## PAGE
1.  Fox News.  Clearly, this channel is NOT "fair and balanced."  Yet it IS efficient in providing "breaking news" (a bombing in Iraq, a car chase in L.A.).  But so much of their "news" is, in fact, commentary, spin and innuendo.  I'm not talking about Glenn Beck and Sean Hannity:  clearly these guys are biased.  No, I mean all those blonde  "journalists" who are supposedly doing nothing but "objective reporting."  Objective?  Fox can make even a car bombing in Iraq sound like a socialist plot to take over the U.S. government and impose health care on unwilling Americans.  Is MSNBC guilty of similarly (but leftist) slanted news reporting?  (Again, I'm not talking about Rachel Maddow and Ed Schultz--both of whom have an obvious point of view.)


2.  Why do poor Republicans, especially those with poor educations, wind up thinking like rich Republicans with good educations?  I can understand why a rich Republican might oppose taxes and government spending on programs intended to afford more opportunity and greater wealth to the "underclass."  Such "fiscal conservatives" want to spend their money themselves.  They don't want to give the government any of their wealth, except--perhaps--a little bit to provide those services that will preserve the current system and guarantee their continued wealth.  But why do those poor Tea Party boobs, who don't have a pot to pee in, run about screaming their opposition to taxation (they don't have enough money to pay much in taxes, except for Republican-inspired regressive sales taxes that disproportionately hurt the poor).  Waving their guns and hostile signs, they, too, denounce government spending--even though such spending would probably afford them (the little guys) a fairer slice of the American pie.  They oppose the very programs that are in their own self-interest.  It doesn't make economic sense.

Image location labeling entries:
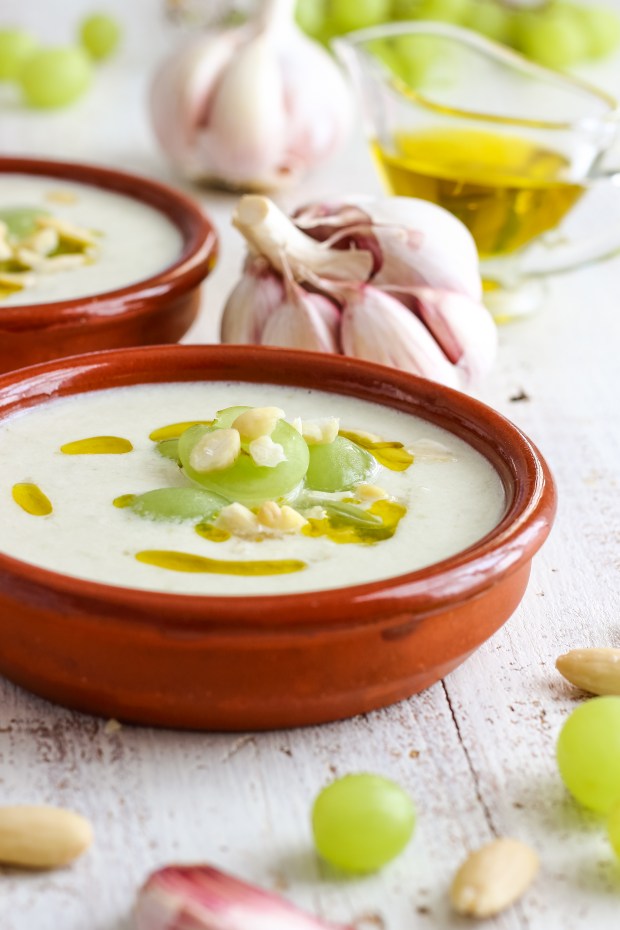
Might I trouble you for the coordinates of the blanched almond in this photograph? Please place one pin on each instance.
(493, 878)
(266, 452)
(258, 421)
(42, 837)
(320, 432)
(215, 451)
(593, 670)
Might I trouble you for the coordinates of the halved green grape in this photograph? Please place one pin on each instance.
(347, 15)
(447, 11)
(225, 418)
(361, 822)
(16, 46)
(55, 77)
(169, 449)
(177, 504)
(245, 481)
(588, 753)
(338, 466)
(100, 35)
(21, 221)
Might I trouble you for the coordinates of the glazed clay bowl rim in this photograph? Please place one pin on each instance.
(531, 497)
(197, 257)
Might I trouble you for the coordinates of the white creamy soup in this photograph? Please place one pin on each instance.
(131, 241)
(447, 499)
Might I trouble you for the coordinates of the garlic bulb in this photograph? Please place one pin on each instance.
(202, 898)
(394, 281)
(251, 106)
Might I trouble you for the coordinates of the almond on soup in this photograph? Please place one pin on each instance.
(237, 489)
(61, 240)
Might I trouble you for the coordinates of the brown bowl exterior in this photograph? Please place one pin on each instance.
(155, 310)
(226, 663)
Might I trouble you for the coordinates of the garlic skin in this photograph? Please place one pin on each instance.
(252, 106)
(394, 281)
(202, 898)
(378, 328)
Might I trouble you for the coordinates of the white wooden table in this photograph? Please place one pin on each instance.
(476, 752)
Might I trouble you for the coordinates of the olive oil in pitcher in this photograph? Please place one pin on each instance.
(505, 189)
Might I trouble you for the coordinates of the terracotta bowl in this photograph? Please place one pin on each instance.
(155, 310)
(230, 663)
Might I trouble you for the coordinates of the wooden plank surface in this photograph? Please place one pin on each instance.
(476, 751)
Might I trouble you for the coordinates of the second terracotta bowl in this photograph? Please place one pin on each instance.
(158, 309)
(229, 663)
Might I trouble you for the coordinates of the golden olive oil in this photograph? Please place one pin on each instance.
(31, 498)
(505, 189)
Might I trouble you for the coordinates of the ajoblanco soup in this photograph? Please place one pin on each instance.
(236, 489)
(61, 240)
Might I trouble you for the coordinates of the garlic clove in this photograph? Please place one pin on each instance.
(464, 329)
(304, 321)
(259, 292)
(441, 253)
(377, 327)
(202, 898)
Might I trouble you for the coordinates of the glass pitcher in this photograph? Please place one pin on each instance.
(514, 150)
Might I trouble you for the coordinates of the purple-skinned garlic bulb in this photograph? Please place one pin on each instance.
(393, 280)
(253, 106)
(202, 898)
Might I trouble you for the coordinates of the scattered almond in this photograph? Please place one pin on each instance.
(593, 670)
(266, 453)
(370, 492)
(493, 878)
(320, 432)
(215, 451)
(42, 837)
(258, 422)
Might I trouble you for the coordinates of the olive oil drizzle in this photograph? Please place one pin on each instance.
(98, 445)
(343, 530)
(198, 564)
(31, 498)
(174, 430)
(392, 455)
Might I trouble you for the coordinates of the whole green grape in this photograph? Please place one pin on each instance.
(244, 481)
(338, 466)
(447, 11)
(552, 37)
(588, 753)
(347, 15)
(177, 504)
(613, 828)
(55, 77)
(16, 46)
(601, 28)
(100, 35)
(361, 822)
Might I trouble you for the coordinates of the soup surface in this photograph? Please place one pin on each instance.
(132, 240)
(65, 463)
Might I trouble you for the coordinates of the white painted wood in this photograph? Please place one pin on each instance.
(476, 752)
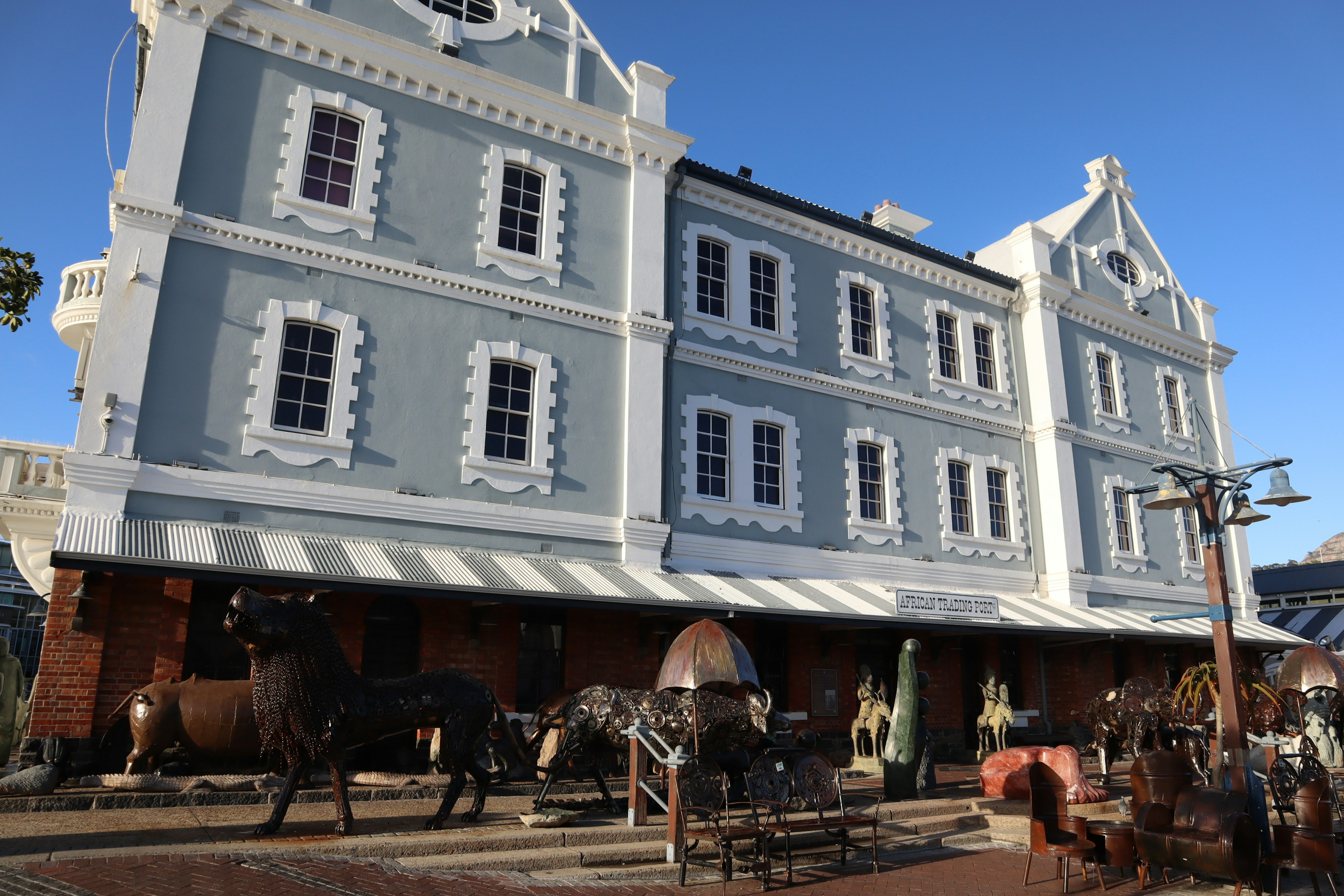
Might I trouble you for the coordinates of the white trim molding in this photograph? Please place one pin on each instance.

## EXERCISE REQUIREMENTS
Write out the portion of the commentary on Fox News and Republican voters starting with "1.  Fox News." and going on through "point of view.)".

## ANSWER BELOW
1.  Fox News.  Clearly, this channel is NOT "fair and balanced."  Yet it IS efficient in providing "breaking news" (a bombing in Iraq, a car chase in L.A.).  But so much of their "news" is, in fact, commentary, spin and innuendo.  I'm not talking about Glenn Beck and Sean Hannity:  clearly these guys are biased.  No, I mean all those blonde  "journalists" who are supposedly doing nothing but "objective reporting."  Objective?  Fox can make even a car bombing in Iraq sound like a socialist plot to take over the U.S. government and impose health care on unwilling Americans.  Is MSNBC guilty of similarly (but leftist) slanted news reporting?  (Again, I'm not talking about Rachel Maddow and Ed Schultz--both of whom have an obvious point of view.)